Request: Collect each line in the rows below that contains the string "diamond", and copy every such line in full.

[Point annotations for photographs]

----------

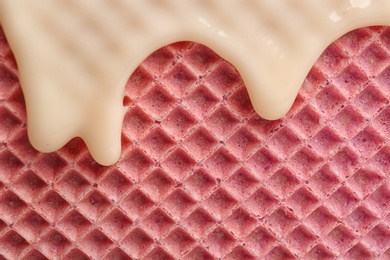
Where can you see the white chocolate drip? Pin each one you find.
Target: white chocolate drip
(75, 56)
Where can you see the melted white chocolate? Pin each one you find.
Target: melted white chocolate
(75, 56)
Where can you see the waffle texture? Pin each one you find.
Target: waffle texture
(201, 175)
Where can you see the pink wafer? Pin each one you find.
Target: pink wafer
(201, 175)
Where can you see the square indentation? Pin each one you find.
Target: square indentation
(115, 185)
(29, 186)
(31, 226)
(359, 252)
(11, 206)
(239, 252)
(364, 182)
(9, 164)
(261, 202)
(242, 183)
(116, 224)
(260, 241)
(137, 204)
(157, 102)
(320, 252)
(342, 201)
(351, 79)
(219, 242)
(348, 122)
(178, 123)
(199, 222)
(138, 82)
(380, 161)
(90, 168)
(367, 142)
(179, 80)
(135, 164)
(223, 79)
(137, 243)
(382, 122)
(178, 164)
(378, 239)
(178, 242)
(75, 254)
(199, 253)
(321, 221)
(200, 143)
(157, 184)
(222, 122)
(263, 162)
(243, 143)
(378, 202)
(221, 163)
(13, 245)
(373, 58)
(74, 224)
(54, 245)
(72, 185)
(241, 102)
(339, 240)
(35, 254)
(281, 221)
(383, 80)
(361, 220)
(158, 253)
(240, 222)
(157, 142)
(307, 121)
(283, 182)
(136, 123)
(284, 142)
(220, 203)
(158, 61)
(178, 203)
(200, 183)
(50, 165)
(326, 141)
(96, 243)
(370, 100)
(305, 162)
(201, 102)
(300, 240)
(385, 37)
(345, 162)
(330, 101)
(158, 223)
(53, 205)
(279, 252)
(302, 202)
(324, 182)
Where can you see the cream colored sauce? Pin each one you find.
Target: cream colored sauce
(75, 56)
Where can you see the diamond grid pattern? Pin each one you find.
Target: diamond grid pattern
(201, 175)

----------

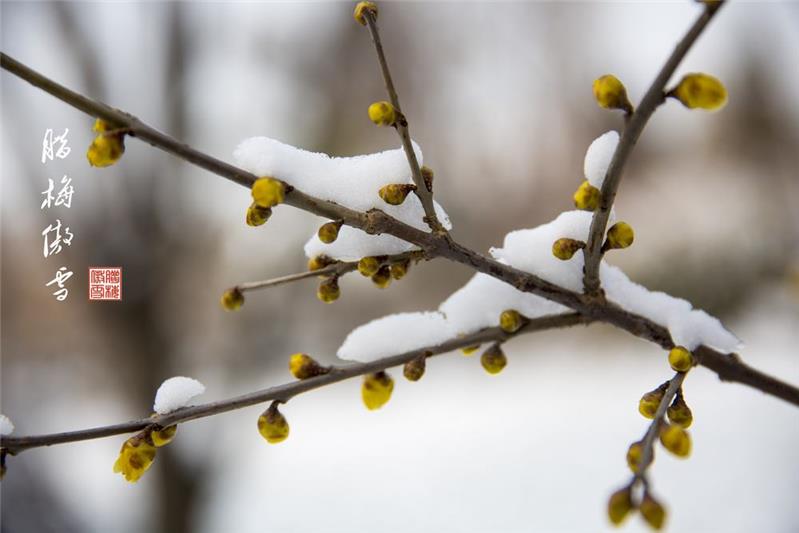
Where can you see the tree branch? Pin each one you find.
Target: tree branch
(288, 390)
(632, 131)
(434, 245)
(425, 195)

----------

Written response:
Where can you see the diamond grid pattern? Pin each one you find.
Target: diamond grid pattern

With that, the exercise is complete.